▶ **Énoncé 1**
Pour chaque affirmation ci-après, indiquez par oui ou par non si elle concorde avec le document source ci-dessous, en citant les mots décisifs du document. (a) Le départ pour l'Australie a été décidé en mai 2012. (b) Avant le départ, Licia savait déjà qu'elle travaillerait dans l'hôtellerie. (c) Un travail a été trouvé deux semaines après l'arrivée.

▶ **Document source**
--*--
Je lui ai demandé si sa famille savait qu'il voulait absolument partir, il me confirme que pour elle comme pour lui, les parents savaient qu'ils feraient tout pour quitter leur pays. 
"Tous mes amis ingénieurs sont partis"
"Quand tu sais faire quelque chose il faut partir, ça ne vaut pas le coup de rester."
"Sans CDI on n'aura jamais de maison, sans maison, on ne sera jamais en sécurité. Entre ne rien avoir en Italie, et ne rien avoir à l'étranger, au moins en partant tu auras vu le monde, tu seras riche de ça. Par rapport à tous ceux qui ne pourront jamais se payer un billet d'avion."

" C'est en réfléchissant aux lieux dans lesquels on pourrait s'installer que nous est venu l'idée de l'Australie. Décidés en mai 2012, nous sommes partis en septembre de la même année. Je n'attendais rien de particulier en venant ici. Licia ma copine avait un stage, moi je savais que je pourrais trouver du travail dans l'hôtellerie. 2 semaines après notre arrivée j'avais un travail."
--*--
▶ **Données de l'exercice**
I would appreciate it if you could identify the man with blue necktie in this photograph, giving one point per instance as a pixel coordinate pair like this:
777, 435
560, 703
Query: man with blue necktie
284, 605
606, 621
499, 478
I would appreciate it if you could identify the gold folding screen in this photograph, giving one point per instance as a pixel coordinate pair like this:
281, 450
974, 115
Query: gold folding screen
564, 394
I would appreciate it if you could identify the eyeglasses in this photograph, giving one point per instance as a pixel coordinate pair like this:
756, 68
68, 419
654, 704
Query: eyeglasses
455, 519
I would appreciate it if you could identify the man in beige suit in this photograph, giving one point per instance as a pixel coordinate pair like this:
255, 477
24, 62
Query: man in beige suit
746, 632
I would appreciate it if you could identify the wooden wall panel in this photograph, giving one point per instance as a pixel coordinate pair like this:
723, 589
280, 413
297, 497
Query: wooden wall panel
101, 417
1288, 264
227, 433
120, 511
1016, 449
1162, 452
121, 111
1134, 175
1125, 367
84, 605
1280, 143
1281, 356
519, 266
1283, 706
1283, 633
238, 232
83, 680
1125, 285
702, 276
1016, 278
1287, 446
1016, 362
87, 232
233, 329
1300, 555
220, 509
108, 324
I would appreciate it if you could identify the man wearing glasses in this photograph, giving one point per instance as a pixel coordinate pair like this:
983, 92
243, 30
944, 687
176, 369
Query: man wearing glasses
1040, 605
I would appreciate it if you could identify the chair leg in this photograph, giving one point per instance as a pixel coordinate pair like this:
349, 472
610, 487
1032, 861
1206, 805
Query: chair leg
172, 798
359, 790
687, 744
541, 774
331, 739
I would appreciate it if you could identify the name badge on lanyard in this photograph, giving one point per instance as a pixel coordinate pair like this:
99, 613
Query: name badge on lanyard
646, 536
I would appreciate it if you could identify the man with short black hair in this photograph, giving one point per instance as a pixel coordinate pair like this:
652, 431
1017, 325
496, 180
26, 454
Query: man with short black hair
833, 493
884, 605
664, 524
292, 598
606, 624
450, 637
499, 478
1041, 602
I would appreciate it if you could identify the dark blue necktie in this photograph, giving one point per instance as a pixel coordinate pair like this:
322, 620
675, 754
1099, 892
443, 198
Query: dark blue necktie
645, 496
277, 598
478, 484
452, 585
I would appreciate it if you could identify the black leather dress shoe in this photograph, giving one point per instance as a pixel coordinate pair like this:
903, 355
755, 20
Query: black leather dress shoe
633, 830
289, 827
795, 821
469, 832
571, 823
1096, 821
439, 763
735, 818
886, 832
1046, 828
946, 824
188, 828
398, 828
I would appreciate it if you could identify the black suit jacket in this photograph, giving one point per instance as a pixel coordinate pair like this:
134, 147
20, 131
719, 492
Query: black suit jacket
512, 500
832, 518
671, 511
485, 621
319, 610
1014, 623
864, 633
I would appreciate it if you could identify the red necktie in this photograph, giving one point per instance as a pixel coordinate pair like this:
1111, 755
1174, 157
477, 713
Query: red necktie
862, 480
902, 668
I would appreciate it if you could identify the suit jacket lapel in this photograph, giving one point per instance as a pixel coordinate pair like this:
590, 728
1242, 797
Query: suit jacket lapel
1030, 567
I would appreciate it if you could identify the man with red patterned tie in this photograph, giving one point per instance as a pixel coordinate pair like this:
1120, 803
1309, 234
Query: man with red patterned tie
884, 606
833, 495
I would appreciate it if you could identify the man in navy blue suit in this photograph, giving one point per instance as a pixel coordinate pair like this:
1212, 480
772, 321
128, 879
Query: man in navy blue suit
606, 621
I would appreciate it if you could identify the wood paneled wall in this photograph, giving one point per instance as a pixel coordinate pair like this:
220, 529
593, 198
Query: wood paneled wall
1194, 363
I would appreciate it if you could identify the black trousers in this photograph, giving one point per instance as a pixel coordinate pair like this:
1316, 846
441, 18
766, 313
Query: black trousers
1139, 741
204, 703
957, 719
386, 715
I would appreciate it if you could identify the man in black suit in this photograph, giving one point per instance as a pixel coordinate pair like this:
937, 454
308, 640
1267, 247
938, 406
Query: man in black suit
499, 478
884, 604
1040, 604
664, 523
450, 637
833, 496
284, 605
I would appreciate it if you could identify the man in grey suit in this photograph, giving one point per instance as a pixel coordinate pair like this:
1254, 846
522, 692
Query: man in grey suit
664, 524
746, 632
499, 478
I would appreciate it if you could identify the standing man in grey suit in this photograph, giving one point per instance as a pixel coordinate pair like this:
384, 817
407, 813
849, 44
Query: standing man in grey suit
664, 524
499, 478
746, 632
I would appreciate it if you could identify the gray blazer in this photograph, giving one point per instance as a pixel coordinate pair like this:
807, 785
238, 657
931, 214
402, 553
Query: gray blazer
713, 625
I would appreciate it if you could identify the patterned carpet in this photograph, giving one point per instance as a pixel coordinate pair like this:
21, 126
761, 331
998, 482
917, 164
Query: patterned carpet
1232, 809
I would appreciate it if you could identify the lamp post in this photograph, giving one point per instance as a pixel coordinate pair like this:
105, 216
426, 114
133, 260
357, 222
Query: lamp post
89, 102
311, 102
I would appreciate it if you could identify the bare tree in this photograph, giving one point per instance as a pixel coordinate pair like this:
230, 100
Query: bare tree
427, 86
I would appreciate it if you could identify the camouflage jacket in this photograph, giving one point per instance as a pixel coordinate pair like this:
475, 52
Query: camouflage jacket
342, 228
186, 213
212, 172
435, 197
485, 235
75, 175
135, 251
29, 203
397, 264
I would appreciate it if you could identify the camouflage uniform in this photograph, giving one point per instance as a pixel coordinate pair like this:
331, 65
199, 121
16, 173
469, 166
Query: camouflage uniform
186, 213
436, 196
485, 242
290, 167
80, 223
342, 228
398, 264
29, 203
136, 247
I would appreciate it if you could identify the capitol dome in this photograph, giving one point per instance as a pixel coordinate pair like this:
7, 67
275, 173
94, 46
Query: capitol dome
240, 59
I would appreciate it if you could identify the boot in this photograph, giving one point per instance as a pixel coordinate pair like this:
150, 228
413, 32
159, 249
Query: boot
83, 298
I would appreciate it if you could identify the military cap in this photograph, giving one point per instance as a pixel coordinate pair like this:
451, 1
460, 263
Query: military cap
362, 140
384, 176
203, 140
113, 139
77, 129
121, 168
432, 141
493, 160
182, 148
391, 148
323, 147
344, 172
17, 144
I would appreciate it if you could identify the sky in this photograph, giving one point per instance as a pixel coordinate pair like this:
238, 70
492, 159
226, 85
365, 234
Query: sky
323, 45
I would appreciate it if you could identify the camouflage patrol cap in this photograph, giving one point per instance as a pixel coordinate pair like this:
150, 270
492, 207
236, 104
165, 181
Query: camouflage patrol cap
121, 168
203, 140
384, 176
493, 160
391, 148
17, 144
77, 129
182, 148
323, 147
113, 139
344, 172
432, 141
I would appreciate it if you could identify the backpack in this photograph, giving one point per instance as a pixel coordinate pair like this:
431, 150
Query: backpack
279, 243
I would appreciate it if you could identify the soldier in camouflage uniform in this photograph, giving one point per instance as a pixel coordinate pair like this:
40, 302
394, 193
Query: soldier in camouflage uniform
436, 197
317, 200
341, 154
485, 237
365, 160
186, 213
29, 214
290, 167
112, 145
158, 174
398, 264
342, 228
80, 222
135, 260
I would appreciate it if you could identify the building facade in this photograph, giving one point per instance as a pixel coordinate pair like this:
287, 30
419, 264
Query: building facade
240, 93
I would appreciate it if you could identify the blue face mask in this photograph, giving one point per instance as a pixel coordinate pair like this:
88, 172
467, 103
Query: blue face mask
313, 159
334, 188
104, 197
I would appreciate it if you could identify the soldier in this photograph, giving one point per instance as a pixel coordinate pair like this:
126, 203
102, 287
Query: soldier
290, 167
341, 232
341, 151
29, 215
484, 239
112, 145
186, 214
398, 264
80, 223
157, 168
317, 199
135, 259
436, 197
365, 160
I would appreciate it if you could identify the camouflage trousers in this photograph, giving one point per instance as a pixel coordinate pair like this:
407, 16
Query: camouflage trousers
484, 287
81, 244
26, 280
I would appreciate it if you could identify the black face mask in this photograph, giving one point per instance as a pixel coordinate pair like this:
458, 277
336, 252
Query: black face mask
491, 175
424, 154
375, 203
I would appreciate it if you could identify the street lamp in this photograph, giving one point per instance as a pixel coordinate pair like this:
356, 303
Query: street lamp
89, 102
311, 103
--*--
▶ **Énoncé 2**
Rassemblez toutes les lignes des enregistrements ci-dessus qui contiennent la chaîne "military", puis recopiez-les.

▶ **Réponse attendue 1**
(a) Oui : « Décidés en mai 2012, nous sommes partis en septembre de la même année. »
(b) Non : « Licia ma copine avait un stage, moi je savais que je pourrais trouver du travail dans l'hôtellerie. »
(c) Oui : « 2 semaines après notre arrivée j'avais un travail. »

▶ **Réponse attendue 2**
I would appreciate it if you could identify the military cap in this photograph, giving one point per instance as a pixel coordinate pair like this:
Query: military cap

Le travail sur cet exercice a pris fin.